Task instructions:
Return the material word for word. Do not include pictures.

* start *

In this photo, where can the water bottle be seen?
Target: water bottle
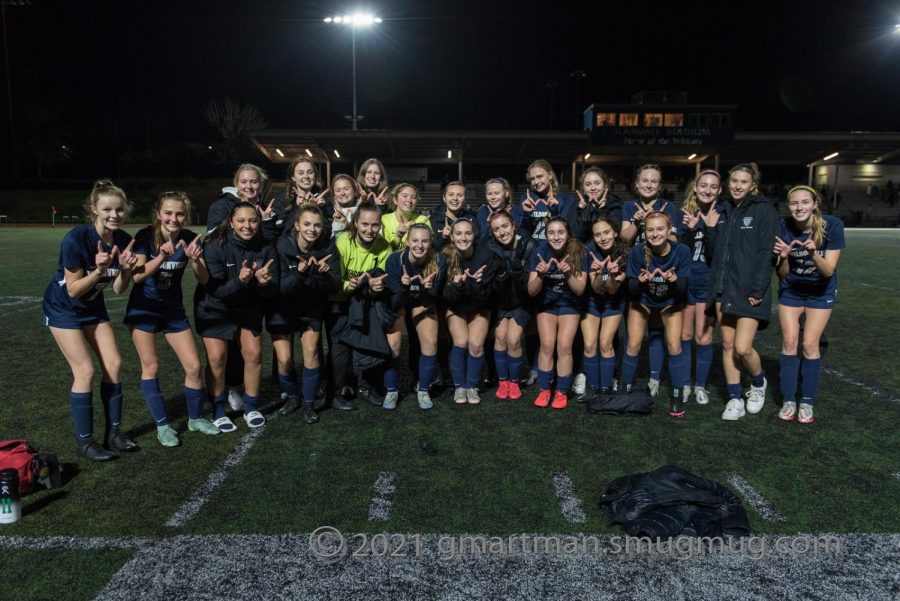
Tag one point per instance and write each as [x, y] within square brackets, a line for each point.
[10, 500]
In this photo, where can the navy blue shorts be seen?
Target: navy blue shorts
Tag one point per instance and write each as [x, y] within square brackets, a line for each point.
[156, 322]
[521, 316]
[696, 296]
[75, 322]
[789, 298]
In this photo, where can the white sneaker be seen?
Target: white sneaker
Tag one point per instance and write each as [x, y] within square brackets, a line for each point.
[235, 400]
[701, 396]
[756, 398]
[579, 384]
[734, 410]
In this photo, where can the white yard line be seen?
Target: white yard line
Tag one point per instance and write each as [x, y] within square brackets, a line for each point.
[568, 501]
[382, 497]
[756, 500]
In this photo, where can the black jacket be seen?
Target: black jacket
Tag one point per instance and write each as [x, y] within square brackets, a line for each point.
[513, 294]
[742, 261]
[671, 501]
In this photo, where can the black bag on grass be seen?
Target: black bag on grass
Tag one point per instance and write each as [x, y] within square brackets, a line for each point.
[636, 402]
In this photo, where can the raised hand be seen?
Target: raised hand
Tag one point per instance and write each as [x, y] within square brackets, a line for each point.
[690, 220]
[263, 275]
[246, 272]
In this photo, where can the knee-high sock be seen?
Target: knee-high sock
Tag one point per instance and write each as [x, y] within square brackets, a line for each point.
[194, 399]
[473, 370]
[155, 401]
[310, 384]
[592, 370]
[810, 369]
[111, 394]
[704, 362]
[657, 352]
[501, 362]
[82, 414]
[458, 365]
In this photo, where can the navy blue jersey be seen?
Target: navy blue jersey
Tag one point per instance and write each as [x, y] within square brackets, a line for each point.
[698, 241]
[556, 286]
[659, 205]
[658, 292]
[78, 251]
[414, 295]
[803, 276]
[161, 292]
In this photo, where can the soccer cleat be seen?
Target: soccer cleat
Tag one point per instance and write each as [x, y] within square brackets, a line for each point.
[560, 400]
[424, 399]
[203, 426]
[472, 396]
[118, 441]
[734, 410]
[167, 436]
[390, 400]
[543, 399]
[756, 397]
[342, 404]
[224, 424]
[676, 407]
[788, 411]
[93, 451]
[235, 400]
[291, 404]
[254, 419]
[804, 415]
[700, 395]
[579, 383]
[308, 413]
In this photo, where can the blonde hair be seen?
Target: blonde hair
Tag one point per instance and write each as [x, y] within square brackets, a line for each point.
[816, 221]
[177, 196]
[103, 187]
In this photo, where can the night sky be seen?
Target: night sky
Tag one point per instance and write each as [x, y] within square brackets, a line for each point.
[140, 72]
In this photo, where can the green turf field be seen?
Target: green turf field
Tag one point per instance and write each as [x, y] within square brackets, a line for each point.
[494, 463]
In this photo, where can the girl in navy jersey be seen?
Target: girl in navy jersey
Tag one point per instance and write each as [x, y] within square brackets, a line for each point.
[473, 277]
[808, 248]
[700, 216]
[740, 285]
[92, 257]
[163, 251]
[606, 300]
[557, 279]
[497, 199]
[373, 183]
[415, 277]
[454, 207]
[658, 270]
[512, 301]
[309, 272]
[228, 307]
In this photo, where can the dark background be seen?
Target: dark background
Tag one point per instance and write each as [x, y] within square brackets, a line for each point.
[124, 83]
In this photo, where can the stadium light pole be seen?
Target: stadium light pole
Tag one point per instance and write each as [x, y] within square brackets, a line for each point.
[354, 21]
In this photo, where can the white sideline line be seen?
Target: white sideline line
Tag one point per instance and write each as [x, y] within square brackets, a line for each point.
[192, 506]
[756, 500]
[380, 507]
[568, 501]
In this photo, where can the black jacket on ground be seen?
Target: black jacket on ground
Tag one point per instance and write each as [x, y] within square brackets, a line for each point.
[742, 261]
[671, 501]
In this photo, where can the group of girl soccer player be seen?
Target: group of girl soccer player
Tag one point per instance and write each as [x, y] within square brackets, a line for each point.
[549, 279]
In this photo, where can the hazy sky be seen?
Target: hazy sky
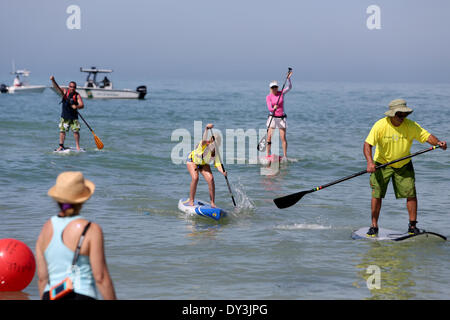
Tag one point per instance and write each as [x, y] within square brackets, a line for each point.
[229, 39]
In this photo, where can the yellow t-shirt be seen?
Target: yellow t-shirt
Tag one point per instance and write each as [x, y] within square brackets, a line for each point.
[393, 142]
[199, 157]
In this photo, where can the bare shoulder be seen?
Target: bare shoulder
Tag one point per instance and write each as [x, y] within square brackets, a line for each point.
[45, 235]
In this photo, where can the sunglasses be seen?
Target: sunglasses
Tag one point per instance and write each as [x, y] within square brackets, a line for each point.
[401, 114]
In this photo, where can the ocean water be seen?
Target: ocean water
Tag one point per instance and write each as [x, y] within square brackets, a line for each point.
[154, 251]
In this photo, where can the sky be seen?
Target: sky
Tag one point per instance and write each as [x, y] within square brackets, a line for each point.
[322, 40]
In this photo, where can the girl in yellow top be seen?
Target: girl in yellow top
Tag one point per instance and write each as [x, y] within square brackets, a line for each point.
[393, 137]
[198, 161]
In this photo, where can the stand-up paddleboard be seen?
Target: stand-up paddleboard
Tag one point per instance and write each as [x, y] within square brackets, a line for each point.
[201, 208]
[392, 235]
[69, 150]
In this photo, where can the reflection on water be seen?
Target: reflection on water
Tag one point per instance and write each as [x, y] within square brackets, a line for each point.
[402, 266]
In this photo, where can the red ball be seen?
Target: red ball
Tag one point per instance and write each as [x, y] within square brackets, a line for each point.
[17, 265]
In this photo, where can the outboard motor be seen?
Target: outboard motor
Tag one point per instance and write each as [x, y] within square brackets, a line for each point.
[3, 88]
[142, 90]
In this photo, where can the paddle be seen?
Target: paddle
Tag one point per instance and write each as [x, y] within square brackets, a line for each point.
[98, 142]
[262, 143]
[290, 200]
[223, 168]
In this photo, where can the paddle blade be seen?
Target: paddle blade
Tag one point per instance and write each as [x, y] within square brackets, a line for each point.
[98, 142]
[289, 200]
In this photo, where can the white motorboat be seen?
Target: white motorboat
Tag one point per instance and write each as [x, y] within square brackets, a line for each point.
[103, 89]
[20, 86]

* end *

Result for this task:
In this photo, where can the water bottle be seen?
Target: water bottle
Tag one point per instance and write each as [x, y] within square brackets, a line for each point.
[10, 500]
In this photo, where can the navy blue shorts be seen?
Target: navy blue shorts
Tag one point per instance and write each as [x, y] within square brackets, a line for each point.
[156, 322]
[521, 316]
[696, 296]
[75, 322]
[789, 298]
In this photo, where can the white sneaker be seen?
Target: white sneaker
Tag one point per instance and write each as [x, y] within square brackets, a line for each point.
[235, 400]
[701, 396]
[756, 398]
[579, 384]
[734, 410]
In this photo, where can the white yard line be seen?
Target: white yard line
Tag one point per instance and write each as [x, y] within square brackets, a line for each point.
[568, 501]
[382, 497]
[756, 500]
In this photo, where can the black jacket be seen?
Target: black jacket
Tag one point per instance and write each as [x, y] within square brackets, a line for each point.
[513, 294]
[742, 261]
[671, 501]
In this photo, where can the black bag on grass be seen?
Target: black bag on grass
Tag one point per instance and write each as [x, y] within square brackets, a line for each point.
[636, 402]
In this photo, where can the raised hand be seen?
Target: raised hand
Tag one point per instance and write each as [x, y] within square brackets, a line for each point.
[690, 220]
[263, 275]
[246, 272]
In this photo, where can the knee-high sock be seen?
Target: knee-high sock
Tag one point per instance and write each as [x, y] within square brackets, a line for each point.
[194, 399]
[473, 370]
[155, 401]
[310, 384]
[592, 370]
[810, 369]
[111, 394]
[704, 362]
[657, 352]
[501, 362]
[82, 414]
[458, 365]
In this photo, where can the navy blue jersey be seen?
Target: navy blue jersey
Tag one point per instance and write each as [x, y] within square brackets, a line for each point.
[698, 241]
[556, 286]
[659, 205]
[658, 292]
[78, 251]
[414, 295]
[803, 276]
[161, 292]
In this photo, where can the soccer cleat be seen?
Target: soccer cleat
Tag one point per instance and write each as [x, y] within square brackets, a line for each point.
[560, 400]
[424, 399]
[203, 426]
[472, 396]
[118, 441]
[734, 410]
[167, 436]
[390, 400]
[543, 399]
[756, 397]
[342, 404]
[224, 424]
[676, 407]
[788, 411]
[93, 451]
[235, 400]
[291, 404]
[254, 419]
[804, 415]
[700, 395]
[579, 383]
[308, 413]
In this photo, where can the blonde hair be seen?
Target: blonde hair
Tag one point per instance and write each as [x, y] within square brackets, a line for each point.
[816, 221]
[177, 196]
[103, 187]
In this photo, where can the night sky be seen?
Target: night sky
Tag one point per instance and write each as [x, y] within square brackets, a line for each point.
[140, 72]
In this photo, where can the green turf field be seen?
Target: green turf field
Tag one point per instance and write each as [x, y] within square brackets, a line for each point.
[494, 463]
In this photo, where can the girl in navy jersey be seen?
Target: girl in navy jersey
Tag one point per instance and write each as [x, y] within square brackets, a line for each point.
[473, 277]
[808, 248]
[700, 216]
[740, 285]
[92, 257]
[163, 251]
[606, 300]
[557, 279]
[497, 199]
[373, 183]
[415, 277]
[454, 207]
[658, 270]
[512, 301]
[309, 272]
[228, 307]
In this photo, where can the dark background be seen?
Target: dark background
Tag one point per instance and write each as [x, y] within square brackets, a line for each point.
[124, 83]
In this photo, where can the stadium light pole be seen?
Target: stadium light pole
Tag one point per instance and write each as [x, y] within square brackets, a line for each point.
[354, 21]
In this photo, where can the white sideline line be seen?
Target: white sideline line
Tag one point per instance and write each as [x, y] within square brackets, a line for each point.
[192, 506]
[756, 500]
[380, 507]
[568, 501]
In this photo, where can the black jacket on ground be seen?
Target: black jacket on ground
Tag one point per instance and write each as [x, y] within square brackets, a line for each point.
[742, 261]
[671, 501]
In this photo, where can the group of girl soccer player be seen?
Target: group of girl soccer player
Tag one point per instance and write each as [x, y] within square brackets, a line for each point.
[549, 279]
In this photo, where can the hazy sky be seen?
Target: hazy sky
Tag one point per instance and write each as [x, y] within square brackets, a line for each point.
[229, 39]
In this photo, where can the yellow t-shirt be seen?
Target: yellow t-shirt
Tag one point per instance and write each as [x, y] within square brackets, a line for each point.
[393, 142]
[199, 157]
In this photo, where can the bare shoulder be seen?
Target: bare shoulder
Tag one point per instance and write each as [x, y] within square brackets, a line for each point.
[45, 235]
In this photo, where can the sunglasses be seen?
Target: sunglasses
Tag one point per instance and write each as [x, y] within square brackets, a line for each point.
[401, 114]
In this photo, where can the ocean water be seen?
Target: ocean water
Tag one point per instance and write each as [x, y] within square brackets, a line for each point.
[154, 251]
In this photo, where can the sky be seen?
Target: sky
Tag one point per instance and write each as [x, y] within square brackets, a line for each point.
[322, 40]
In this photo, where can the girl in yellow top be seen?
Target: girl in yellow top
Tag one point per instance and write each as [x, y] within square brackets, a line for each point.
[393, 137]
[198, 161]
In this photo, where can the stand-up paddleboard be seen?
Target: stand-up paddleboard
Tag one point per instance and write each as [x, y] within square brackets, a line for each point.
[201, 208]
[392, 235]
[69, 150]
In this photo, where can the reflection on water be seen?
Target: reflection on water
Tag one point per instance and write each as [x, y] within square brackets, a line for each point.
[402, 266]
In this photo, where can the red ball be seen?
Target: red ball
Tag one point per instance and write each as [x, y] within square brackets, a line for each point.
[17, 265]
In this photo, where can the outboard motor be seen?
Target: outboard motor
Tag one point per instance and write each as [x, y] within square brackets, a line for each point.
[3, 88]
[142, 90]
In this photo, where can the paddle be seen?
Target: paddle
Tag one point per instance and write each as [x, y] within square brackets, a line for each point.
[98, 142]
[262, 143]
[290, 200]
[223, 168]
In this photo, where can the paddle blade be seen?
Target: paddle blade
Tag one point per instance and write each as [x, y] within square brackets, a line for each point.
[98, 142]
[289, 200]
In this photo, where can the white motorboat be seen?
Target: white motorboat
Tag one point per instance and write each as [x, y] within square brackets, a line for each point.
[103, 89]
[20, 86]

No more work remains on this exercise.